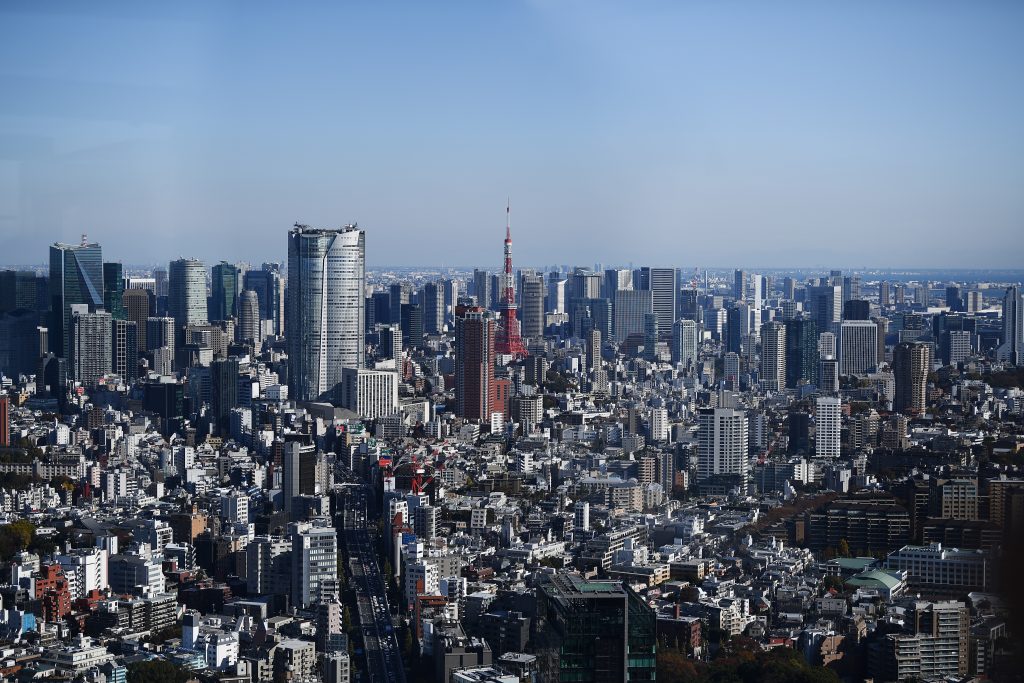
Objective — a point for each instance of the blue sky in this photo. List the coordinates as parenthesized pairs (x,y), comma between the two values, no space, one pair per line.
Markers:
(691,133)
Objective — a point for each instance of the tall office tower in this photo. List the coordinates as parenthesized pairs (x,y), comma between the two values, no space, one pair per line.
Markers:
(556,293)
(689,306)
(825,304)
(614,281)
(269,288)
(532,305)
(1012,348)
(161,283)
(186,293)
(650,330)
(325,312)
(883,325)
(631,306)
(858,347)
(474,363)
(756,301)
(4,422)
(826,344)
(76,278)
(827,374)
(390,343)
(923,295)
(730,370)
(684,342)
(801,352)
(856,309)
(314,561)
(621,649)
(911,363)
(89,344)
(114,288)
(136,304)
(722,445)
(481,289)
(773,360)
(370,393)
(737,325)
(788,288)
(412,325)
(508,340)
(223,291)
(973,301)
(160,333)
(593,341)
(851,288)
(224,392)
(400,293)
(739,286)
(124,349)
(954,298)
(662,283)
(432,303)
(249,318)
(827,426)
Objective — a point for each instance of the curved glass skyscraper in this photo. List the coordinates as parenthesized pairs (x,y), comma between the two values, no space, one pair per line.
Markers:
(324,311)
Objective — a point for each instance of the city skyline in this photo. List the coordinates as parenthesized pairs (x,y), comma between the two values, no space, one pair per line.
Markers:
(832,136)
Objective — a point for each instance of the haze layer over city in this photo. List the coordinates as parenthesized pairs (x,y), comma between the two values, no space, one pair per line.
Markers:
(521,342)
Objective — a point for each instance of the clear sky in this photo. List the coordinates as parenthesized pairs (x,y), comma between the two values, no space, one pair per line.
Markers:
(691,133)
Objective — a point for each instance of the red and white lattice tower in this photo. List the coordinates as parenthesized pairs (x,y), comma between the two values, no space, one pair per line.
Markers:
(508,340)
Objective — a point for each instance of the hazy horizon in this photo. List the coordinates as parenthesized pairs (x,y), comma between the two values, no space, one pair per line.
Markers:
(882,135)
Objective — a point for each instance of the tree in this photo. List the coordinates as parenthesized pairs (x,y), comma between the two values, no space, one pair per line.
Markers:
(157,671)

### Given instruction
Write out the whole listing above line for line, without changing a word, and leave the picture out.

### Finished exercise
Objective — a point for each instance of the blue sky in this photo. List the coordinates as parenthesized pairs (x,y), comma between the two values, no space, one pair per line.
Markers:
(691,133)
Objective — a point for each instance of the tall office tower in this photo. List the coordinates as parenthesized pairs (x,y), comma between the two values, no space, one pair per line.
Markers:
(556,293)
(689,306)
(825,304)
(614,281)
(269,288)
(532,305)
(1012,348)
(161,283)
(186,293)
(650,330)
(325,312)
(883,325)
(631,306)
(858,347)
(474,363)
(756,301)
(4,422)
(826,344)
(76,278)
(827,374)
(390,343)
(923,295)
(730,370)
(684,342)
(801,352)
(856,309)
(314,561)
(621,649)
(911,363)
(89,344)
(114,288)
(136,304)
(722,445)
(481,289)
(773,360)
(370,393)
(737,325)
(788,288)
(412,325)
(508,340)
(223,291)
(973,301)
(160,333)
(593,341)
(851,288)
(224,392)
(400,293)
(739,286)
(124,349)
(954,298)
(662,283)
(432,303)
(249,318)
(827,426)
Objective — a point for each instance of the curved glass skyscraper in this photo. List the coordinates as parenthesized pairs (x,y), comma between the two values, no space, one pair per line.
Markers:
(324,311)
Objective — a point for each instance of the city skyline in this photo. List the coordinates as parenthesized pairs (x,y), comma between the two values, no space, one pair per line.
Markers:
(832,136)
Objective — a point for each instance of the haze layer over city in this photo. List the coordinates as parenthesized pairs (x,y), comma between the two values, no space, one pair per line.
Markers:
(521,342)
Objective — a point for each instance of the clear sky in this photo. List the coordinates as parenthesized pairs (x,y), comma between the two values, no space, one pair per line.
Markers:
(691,133)
Objective — a point for each instance of the red and white lattice tower in this photo. List the coordinates as parenthesized pairs (x,y), comma between the two values, no space, one pair per line.
Markers:
(508,340)
Objective — a point for each instance of the hazy horizon in this photo. List the coordinates as parenthesized pairs (x,y), comma between the two values, no space, one pair per line.
Markers:
(882,135)
Objective — a point for each instance of the tree in this photo. List the coordinates as parenthesized pairs (x,y), comma between the two values, no space, one pair per line.
Markers:
(157,671)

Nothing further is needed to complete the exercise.